#### [SOURCE DATA]
▬▬▬▬▬▬

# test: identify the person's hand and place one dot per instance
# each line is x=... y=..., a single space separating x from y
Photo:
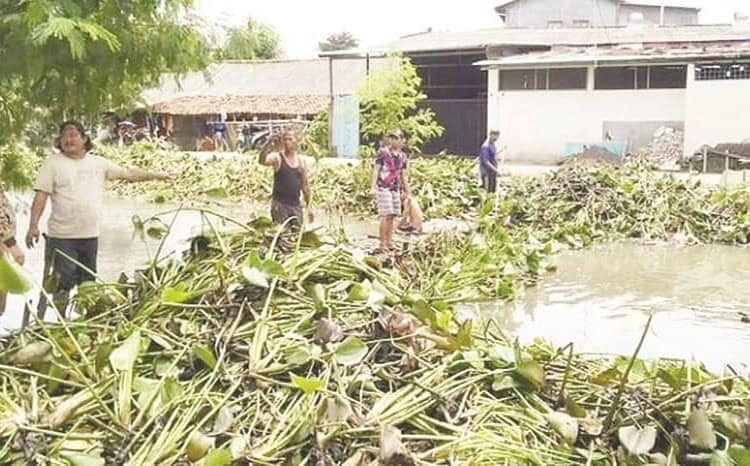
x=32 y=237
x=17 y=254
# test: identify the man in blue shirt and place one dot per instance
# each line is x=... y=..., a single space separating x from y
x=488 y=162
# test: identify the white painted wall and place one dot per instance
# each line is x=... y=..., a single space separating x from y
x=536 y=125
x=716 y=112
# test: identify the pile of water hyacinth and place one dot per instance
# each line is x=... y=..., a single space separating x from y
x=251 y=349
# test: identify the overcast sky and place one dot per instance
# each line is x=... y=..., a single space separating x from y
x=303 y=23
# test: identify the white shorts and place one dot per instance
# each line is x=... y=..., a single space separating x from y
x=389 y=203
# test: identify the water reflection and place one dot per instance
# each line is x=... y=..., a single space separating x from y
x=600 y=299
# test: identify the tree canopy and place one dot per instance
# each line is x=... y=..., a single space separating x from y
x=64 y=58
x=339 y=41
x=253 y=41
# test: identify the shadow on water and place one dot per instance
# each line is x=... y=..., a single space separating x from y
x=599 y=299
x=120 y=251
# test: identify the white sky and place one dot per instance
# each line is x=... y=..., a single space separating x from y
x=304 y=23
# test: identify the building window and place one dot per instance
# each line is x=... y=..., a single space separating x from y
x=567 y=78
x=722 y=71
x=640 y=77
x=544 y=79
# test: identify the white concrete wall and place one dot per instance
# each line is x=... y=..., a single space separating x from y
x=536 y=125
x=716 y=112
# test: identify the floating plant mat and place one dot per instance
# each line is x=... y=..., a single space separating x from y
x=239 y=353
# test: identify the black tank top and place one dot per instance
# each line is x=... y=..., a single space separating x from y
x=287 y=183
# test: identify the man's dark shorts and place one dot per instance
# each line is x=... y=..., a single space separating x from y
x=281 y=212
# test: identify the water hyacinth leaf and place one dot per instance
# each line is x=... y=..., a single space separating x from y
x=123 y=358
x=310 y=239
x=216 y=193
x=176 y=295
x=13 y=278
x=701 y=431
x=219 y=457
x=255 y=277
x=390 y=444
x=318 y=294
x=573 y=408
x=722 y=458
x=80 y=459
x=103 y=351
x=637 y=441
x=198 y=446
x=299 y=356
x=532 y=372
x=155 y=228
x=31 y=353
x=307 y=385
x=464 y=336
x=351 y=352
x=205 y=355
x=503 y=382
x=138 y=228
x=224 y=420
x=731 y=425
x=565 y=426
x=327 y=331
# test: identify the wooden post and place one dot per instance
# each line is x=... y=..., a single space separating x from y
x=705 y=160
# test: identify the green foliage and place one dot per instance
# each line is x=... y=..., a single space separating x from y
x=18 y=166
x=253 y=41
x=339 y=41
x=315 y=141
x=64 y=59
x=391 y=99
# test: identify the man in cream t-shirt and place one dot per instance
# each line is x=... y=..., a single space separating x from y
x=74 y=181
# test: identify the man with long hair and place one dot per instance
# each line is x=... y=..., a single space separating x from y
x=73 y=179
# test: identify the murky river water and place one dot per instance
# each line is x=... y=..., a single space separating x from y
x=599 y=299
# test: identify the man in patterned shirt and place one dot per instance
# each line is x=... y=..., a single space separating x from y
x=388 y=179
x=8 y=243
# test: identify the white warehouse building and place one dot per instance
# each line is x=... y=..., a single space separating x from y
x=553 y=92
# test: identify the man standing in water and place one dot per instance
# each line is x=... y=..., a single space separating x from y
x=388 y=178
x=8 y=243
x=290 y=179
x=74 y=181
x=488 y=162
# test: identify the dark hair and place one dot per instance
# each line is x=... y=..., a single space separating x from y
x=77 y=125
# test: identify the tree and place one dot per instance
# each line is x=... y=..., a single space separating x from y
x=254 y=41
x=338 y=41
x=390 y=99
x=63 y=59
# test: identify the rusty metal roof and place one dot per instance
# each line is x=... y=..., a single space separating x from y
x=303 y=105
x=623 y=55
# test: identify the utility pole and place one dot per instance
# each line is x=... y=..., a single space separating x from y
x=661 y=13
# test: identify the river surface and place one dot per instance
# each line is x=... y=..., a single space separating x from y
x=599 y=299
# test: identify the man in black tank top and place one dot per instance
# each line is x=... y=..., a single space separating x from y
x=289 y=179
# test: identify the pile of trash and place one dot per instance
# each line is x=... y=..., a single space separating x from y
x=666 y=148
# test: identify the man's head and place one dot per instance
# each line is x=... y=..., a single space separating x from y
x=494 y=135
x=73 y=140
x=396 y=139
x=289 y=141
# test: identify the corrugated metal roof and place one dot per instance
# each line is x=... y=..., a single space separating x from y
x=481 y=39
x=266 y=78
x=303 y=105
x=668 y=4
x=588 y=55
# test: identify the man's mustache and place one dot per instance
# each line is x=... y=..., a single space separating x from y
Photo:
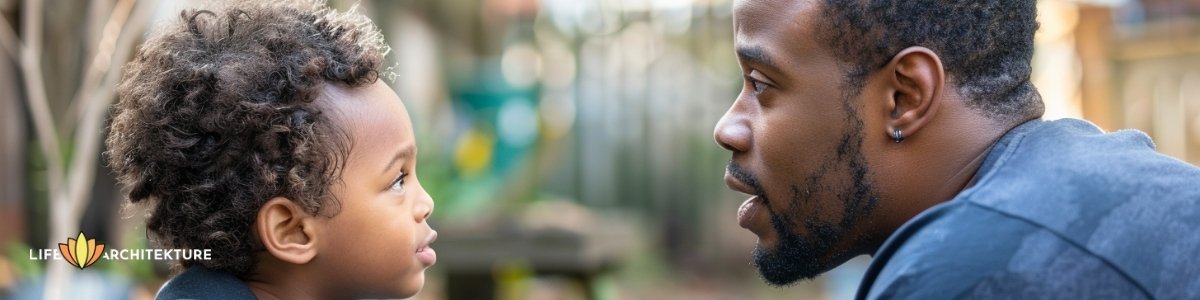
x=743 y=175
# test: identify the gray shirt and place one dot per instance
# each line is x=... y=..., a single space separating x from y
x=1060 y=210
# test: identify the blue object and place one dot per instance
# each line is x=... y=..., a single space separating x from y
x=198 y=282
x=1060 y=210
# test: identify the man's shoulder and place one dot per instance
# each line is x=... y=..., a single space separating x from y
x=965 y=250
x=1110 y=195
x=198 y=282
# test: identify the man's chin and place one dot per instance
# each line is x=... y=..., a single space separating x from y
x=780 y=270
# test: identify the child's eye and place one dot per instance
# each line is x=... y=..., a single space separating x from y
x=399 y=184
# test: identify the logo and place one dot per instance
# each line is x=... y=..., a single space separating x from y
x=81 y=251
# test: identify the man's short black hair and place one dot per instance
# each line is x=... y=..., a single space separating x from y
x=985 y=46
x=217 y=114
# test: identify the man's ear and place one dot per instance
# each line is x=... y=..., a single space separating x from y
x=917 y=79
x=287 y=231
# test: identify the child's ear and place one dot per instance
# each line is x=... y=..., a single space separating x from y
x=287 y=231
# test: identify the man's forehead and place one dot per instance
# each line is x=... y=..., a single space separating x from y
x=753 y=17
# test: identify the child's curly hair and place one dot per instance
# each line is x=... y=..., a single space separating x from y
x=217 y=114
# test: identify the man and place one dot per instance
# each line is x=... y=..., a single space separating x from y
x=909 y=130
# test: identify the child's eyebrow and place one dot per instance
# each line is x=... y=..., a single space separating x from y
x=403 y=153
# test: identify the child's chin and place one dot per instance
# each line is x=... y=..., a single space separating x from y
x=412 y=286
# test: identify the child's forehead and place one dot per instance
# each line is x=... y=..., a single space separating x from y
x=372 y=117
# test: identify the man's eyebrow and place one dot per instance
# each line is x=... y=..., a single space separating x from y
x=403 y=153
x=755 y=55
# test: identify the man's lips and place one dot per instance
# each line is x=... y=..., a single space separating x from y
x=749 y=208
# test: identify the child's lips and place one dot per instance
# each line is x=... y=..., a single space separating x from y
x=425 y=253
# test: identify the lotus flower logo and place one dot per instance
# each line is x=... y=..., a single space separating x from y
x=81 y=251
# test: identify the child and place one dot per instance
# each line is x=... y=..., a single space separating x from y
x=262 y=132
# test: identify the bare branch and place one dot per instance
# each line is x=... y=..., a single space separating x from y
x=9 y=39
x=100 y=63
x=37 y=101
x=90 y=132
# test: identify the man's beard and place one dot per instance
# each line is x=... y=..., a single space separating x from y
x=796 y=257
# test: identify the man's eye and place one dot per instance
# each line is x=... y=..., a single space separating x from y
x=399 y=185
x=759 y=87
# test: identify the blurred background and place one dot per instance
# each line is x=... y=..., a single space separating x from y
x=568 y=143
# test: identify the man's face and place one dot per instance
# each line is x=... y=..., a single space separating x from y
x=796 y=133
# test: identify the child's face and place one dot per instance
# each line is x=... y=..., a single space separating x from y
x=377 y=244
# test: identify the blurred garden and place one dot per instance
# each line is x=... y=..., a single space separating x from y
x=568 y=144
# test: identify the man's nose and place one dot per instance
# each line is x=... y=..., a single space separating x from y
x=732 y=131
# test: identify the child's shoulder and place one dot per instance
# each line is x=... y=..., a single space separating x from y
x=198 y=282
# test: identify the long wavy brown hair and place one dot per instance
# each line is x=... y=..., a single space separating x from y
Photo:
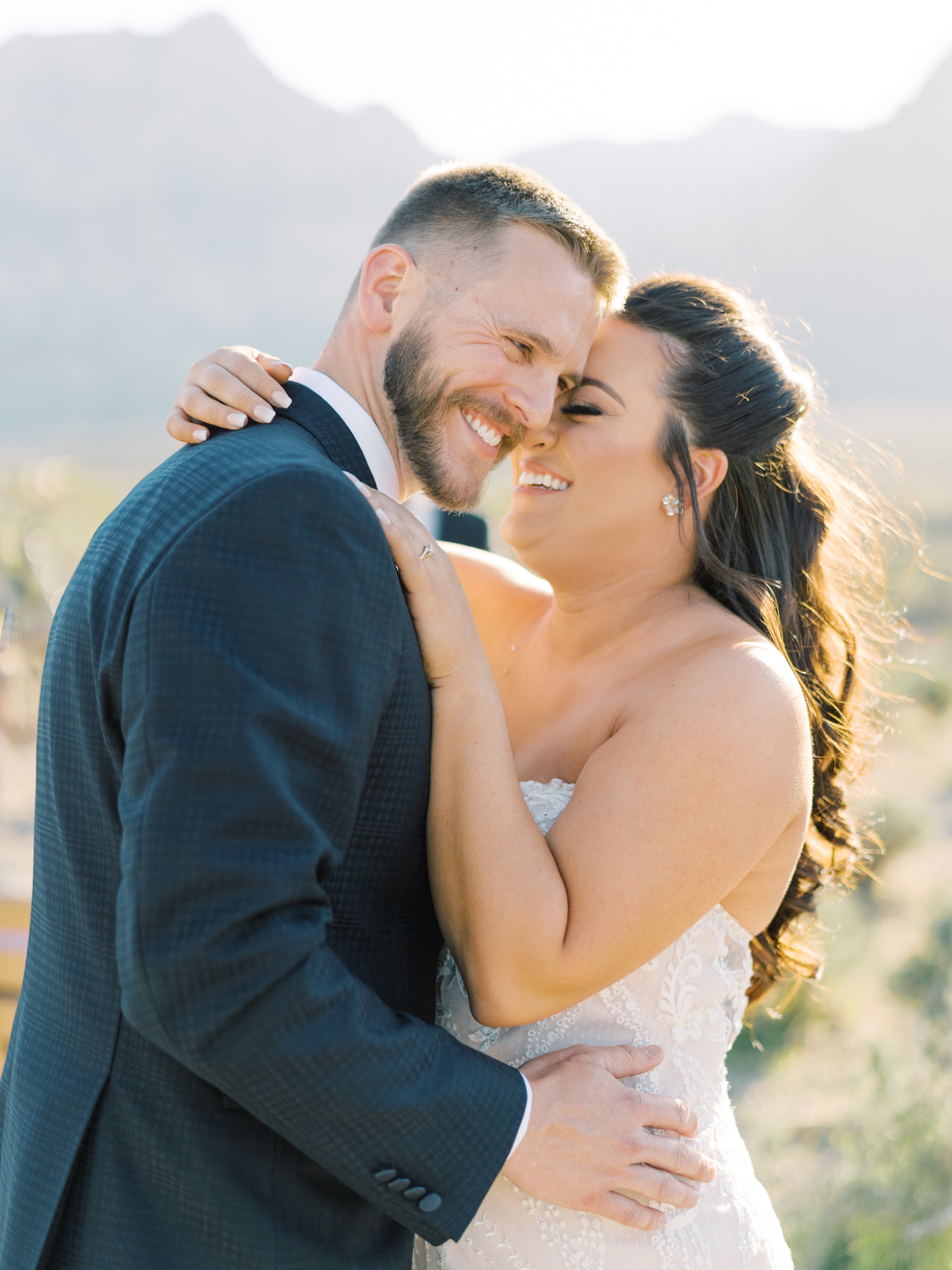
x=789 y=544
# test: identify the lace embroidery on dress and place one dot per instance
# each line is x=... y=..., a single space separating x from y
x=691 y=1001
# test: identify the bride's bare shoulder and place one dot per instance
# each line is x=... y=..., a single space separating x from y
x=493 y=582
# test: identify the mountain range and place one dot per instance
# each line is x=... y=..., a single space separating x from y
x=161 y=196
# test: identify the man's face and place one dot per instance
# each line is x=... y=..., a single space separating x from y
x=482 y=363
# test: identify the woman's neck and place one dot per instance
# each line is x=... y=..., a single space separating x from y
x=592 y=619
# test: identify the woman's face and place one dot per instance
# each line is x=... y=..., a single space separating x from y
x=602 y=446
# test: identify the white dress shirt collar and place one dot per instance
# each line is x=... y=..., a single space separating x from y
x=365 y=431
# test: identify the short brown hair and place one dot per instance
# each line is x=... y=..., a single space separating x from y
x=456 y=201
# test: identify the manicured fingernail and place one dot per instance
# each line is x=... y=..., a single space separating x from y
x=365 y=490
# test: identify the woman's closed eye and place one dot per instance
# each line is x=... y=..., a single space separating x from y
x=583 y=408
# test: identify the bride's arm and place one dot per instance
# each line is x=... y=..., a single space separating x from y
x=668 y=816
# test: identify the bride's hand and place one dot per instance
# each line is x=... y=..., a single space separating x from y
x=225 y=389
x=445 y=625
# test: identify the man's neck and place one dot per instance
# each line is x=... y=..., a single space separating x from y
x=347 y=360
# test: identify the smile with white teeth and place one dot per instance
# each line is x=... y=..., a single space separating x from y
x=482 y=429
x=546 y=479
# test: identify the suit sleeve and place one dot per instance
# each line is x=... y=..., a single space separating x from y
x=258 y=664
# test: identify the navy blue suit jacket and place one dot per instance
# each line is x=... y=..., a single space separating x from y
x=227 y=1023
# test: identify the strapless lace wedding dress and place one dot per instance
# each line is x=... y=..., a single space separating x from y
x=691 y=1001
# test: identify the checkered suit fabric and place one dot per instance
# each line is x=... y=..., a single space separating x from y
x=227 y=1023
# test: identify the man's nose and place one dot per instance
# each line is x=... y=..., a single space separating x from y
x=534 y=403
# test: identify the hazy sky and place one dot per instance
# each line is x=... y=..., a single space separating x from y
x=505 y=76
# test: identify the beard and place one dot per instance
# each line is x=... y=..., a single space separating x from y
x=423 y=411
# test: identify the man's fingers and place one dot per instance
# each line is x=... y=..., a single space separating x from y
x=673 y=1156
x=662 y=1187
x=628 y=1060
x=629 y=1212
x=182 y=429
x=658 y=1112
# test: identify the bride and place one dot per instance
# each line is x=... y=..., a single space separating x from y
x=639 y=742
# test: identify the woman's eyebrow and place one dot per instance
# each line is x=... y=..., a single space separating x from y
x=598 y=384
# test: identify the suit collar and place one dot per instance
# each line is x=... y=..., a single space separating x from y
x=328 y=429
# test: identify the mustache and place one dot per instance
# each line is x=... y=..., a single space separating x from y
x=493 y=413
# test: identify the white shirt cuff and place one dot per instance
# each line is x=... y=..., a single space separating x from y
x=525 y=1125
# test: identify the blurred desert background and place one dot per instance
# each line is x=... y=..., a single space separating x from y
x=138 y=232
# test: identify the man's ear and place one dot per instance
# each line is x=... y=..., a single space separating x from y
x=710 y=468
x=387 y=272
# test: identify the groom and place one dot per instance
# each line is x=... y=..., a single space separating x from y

▬▬▬▬▬▬

#### [PROMPT]
In the entries above, one line contains "# test: identify the water hyacinth" and another contains "# test: identify the green". Reproduce exactly those two lines and the lines between them, nothing else.

#### [REPLY TO THE TASK]
# test: identify the water hyacinth leaf and place one dot per instance
# each line is x=... y=..., a single space separating x from y
x=123 y=358
x=310 y=239
x=216 y=193
x=176 y=295
x=13 y=278
x=701 y=431
x=219 y=457
x=255 y=277
x=390 y=444
x=318 y=294
x=573 y=408
x=722 y=458
x=80 y=459
x=103 y=351
x=637 y=441
x=198 y=446
x=299 y=356
x=532 y=372
x=155 y=228
x=31 y=353
x=307 y=385
x=464 y=336
x=351 y=352
x=205 y=355
x=503 y=382
x=138 y=228
x=224 y=420
x=731 y=425
x=565 y=426
x=327 y=331
# test: identify the wooden post and place one dot per instance
# each line is x=... y=..., a single space separating x from y
x=705 y=160
# test: identify the green foliage and place one dot per instance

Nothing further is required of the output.